__Problem__:
Retype each record exactly; no pictures.

(Records from a data collection)

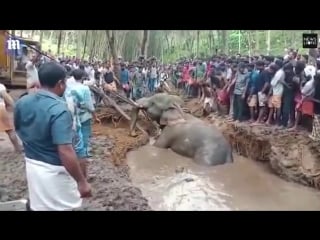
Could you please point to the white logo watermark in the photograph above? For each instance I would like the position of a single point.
(13, 44)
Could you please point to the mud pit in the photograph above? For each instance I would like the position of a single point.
(291, 155)
(113, 189)
(172, 182)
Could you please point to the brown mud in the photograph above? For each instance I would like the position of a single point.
(291, 155)
(116, 128)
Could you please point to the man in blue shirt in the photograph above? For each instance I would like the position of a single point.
(44, 124)
(124, 80)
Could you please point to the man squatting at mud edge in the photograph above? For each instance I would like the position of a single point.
(55, 179)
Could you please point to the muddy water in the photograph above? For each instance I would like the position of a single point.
(172, 182)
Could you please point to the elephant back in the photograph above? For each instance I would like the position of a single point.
(165, 101)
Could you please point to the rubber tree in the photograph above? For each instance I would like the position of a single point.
(144, 43)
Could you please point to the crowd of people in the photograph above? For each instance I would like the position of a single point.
(266, 90)
(54, 118)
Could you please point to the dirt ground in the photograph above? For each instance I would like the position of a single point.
(291, 155)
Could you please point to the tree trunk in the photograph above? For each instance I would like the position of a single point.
(41, 37)
(268, 40)
(59, 41)
(198, 39)
(313, 52)
(210, 36)
(51, 35)
(111, 41)
(144, 44)
(78, 40)
(257, 47)
(85, 44)
(224, 42)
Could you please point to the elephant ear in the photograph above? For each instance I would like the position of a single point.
(164, 120)
(169, 116)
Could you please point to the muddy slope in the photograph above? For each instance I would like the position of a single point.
(291, 155)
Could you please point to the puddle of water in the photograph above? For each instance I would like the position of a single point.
(172, 182)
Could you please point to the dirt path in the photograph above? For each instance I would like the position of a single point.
(292, 156)
(112, 189)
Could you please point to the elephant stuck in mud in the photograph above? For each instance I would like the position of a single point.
(193, 138)
(155, 107)
(183, 133)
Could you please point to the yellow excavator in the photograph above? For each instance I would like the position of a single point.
(12, 68)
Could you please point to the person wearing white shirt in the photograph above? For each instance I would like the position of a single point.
(32, 75)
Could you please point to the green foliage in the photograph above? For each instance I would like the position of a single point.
(169, 45)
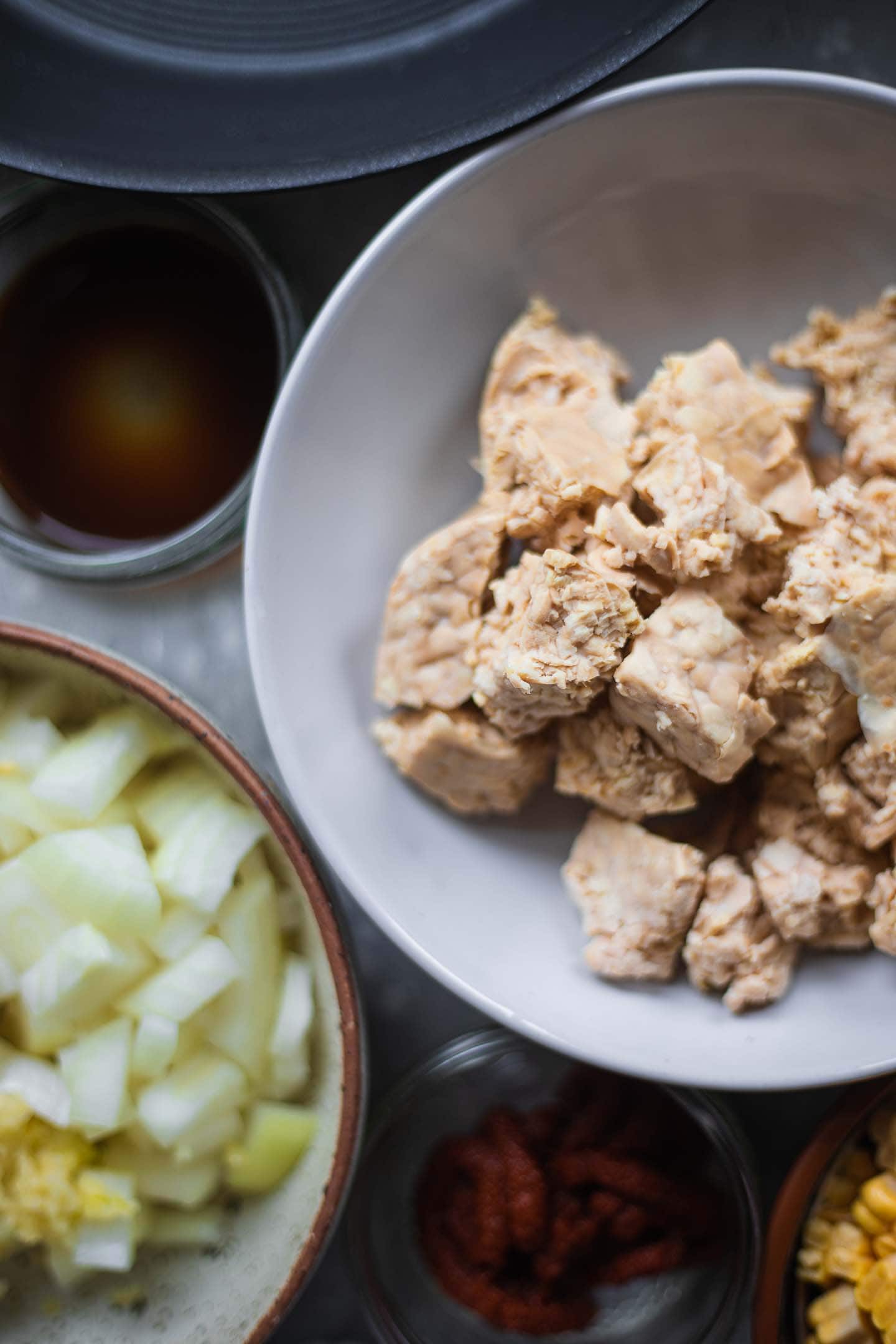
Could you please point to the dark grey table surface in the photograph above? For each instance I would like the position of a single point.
(183, 631)
(317, 233)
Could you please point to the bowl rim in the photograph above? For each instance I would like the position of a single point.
(353, 1085)
(761, 78)
(795, 1197)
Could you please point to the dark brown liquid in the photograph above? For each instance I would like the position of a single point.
(138, 367)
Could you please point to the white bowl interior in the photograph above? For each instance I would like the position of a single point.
(661, 217)
(194, 1297)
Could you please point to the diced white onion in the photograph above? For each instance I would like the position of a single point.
(182, 988)
(245, 1014)
(108, 1244)
(288, 1053)
(212, 1136)
(9, 979)
(180, 929)
(198, 861)
(27, 742)
(192, 1093)
(155, 1046)
(70, 986)
(96, 877)
(96, 1073)
(163, 804)
(30, 922)
(174, 1228)
(96, 765)
(37, 1084)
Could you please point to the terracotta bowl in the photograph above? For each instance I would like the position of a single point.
(240, 1295)
(778, 1315)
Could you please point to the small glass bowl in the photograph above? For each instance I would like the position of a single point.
(35, 217)
(450, 1093)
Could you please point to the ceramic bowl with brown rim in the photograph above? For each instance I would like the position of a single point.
(241, 1292)
(781, 1297)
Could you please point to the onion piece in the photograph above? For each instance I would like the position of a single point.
(198, 861)
(37, 1084)
(96, 765)
(163, 804)
(27, 742)
(182, 988)
(96, 1073)
(200, 1229)
(155, 1046)
(30, 922)
(95, 875)
(70, 986)
(288, 1050)
(180, 929)
(243, 1017)
(203, 1086)
(276, 1139)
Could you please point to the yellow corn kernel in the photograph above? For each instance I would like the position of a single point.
(849, 1254)
(879, 1194)
(868, 1222)
(883, 1312)
(817, 1233)
(836, 1319)
(880, 1122)
(877, 1280)
(812, 1269)
(810, 1258)
(859, 1165)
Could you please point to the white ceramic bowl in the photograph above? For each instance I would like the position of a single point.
(272, 1245)
(661, 215)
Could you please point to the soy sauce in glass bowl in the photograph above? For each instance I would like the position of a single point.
(141, 345)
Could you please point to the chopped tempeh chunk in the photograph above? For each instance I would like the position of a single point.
(637, 894)
(462, 761)
(812, 901)
(433, 612)
(860, 644)
(732, 944)
(855, 539)
(556, 629)
(789, 810)
(706, 516)
(745, 421)
(812, 877)
(621, 768)
(742, 592)
(883, 902)
(687, 683)
(860, 792)
(555, 434)
(855, 360)
(816, 714)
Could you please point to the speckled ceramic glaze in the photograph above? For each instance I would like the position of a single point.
(240, 1295)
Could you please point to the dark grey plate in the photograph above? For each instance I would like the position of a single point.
(249, 95)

__Solved exercise__:
Could you please point to the white logo watermark in the photograph above? For each instance I would like the position of a single point.
(13, 44)
Could you please point to the mud pit in the photograph above? For each instance I would like the position of a single point.
(291, 155)
(113, 189)
(172, 182)
Could you please point to the brown mud in the photograph above? For each instance I would like the position of a single point.
(291, 155)
(116, 128)
Could you please point to the man in blue shirt in the photograph above? For each instance I would like the position of a single point.
(44, 124)
(124, 80)
Could you please point to the man squatting at mud edge in the photograph above? For each instance I would like the position of a single point.
(55, 179)
Could you please point to the muddy water in the photograph above? For each instance I would like the position of a single point.
(172, 182)
Could you please point to the elephant back in the photograph above? For each instance I would like the position of a single point.
(165, 101)
Could you please point to the rubber tree in the photograph above? For each instance I would like the position of a single point.
(144, 43)
Could you please point to the crowd of people in the photograph above? For each instance I would like the position of a single point.
(266, 90)
(54, 118)
Could you please point to the dirt ground in the photograph above? For each instance I would like the position of a single point.
(291, 155)
Could you please point to the tree trunk in the photograph above? For each instance I would like the position of a single point.
(41, 37)
(268, 40)
(59, 41)
(198, 39)
(313, 52)
(210, 36)
(51, 35)
(111, 41)
(144, 44)
(78, 40)
(257, 47)
(85, 44)
(224, 42)
Could you please point to the elephant ear in the photograph above? For each instance I would like the position of a single point.
(164, 120)
(169, 116)
Could you please point to the muddy slope in the photograph above? For each instance I would like the position of a single point.
(291, 155)
Could you please point to the puddle of water in the photograph above? For each instance I would like the position of a single point.
(172, 182)
Could you please point to the dirt path in the photograph above? For each instance I would like the position of a single point.
(292, 156)
(112, 189)
Could you please point to the elephant stuck in mud in the photograph above? For each instance I would like the position of a single point.
(193, 138)
(155, 107)
(183, 133)
Could you please point to the yellow excavator in the photograph above? For each instance I would like the position of a single point.
(12, 68)
Could you please point to the person wearing white shirt in the photograph above? For each instance I would like the position of a single point.
(32, 75)
Could you please point to the green foliage in the photograph above? For each instance I would like the position of a single point.
(169, 45)
Could you please point to the dark grey table surface in the photograph above? For each instance I would like the position of a single point.
(183, 631)
(317, 233)
Could you please point to the bowl rim in the photograph above? For each instance I would like the position of a single point.
(353, 1085)
(761, 78)
(795, 1197)
Could you please point to the dark brown liquid in the photograph above? For each instance I would like the position of a single point.
(138, 367)
Could you please point to the white bowl interior in the photograph above? For each instance I would like the position of a single point.
(661, 217)
(194, 1297)
Could you please point to the diced white onion in the photograph above? For each instance I would like the position of a single point.
(182, 988)
(245, 1014)
(108, 1244)
(288, 1053)
(212, 1136)
(9, 979)
(180, 929)
(198, 861)
(27, 742)
(192, 1093)
(155, 1046)
(70, 986)
(96, 877)
(96, 1073)
(163, 804)
(30, 922)
(174, 1228)
(96, 765)
(37, 1084)
Could you please point to the terracotta bowl in the photograph above? For each instance I would like the position of a single point.
(240, 1295)
(778, 1315)
Could you please point to the small glass bowl in the photograph above? For each instance I would like the position of a single point.
(35, 217)
(450, 1093)
Could you please point to the ceramic bowl with brown rim in the photograph above? For each instance I would like the position of a single point.
(241, 1292)
(781, 1297)
Could you please point to the onion piece in the photograph above? For each instance I would like the position of a single point.
(198, 861)
(37, 1084)
(96, 765)
(163, 804)
(27, 742)
(182, 988)
(96, 1073)
(200, 1229)
(155, 1046)
(30, 922)
(95, 875)
(70, 986)
(288, 1050)
(180, 929)
(243, 1017)
(203, 1086)
(276, 1139)
Could you please point to the yellow corn kernel in the photograph above? For each instance I would like the position of a single point.
(849, 1254)
(879, 1194)
(868, 1222)
(883, 1312)
(817, 1233)
(836, 1319)
(880, 1122)
(877, 1280)
(812, 1269)
(810, 1258)
(859, 1165)
Could you please point to the white ceramic bowl in the photograph above? For each instance I would like the position of a single point.
(272, 1245)
(661, 215)
Could you please point to the soy sauce in glass bowl in the photograph above? For each instance I would like the position of a single point.
(141, 345)
Could you please point to the chopped tempeh chunk in the photograph above? For each instance I would like the position of a single point.
(637, 894)
(462, 761)
(812, 901)
(433, 612)
(860, 644)
(732, 944)
(855, 539)
(556, 629)
(789, 810)
(706, 516)
(745, 421)
(812, 877)
(621, 768)
(742, 592)
(883, 902)
(687, 683)
(860, 792)
(555, 434)
(855, 360)
(816, 714)
Could you please point to the speckled ceramic glaze in the photograph above? For each instance I would like the position of a single point.
(240, 1295)
Could you please point to the dark grey plate in the photograph above? For each instance I would like the position of a single point.
(249, 95)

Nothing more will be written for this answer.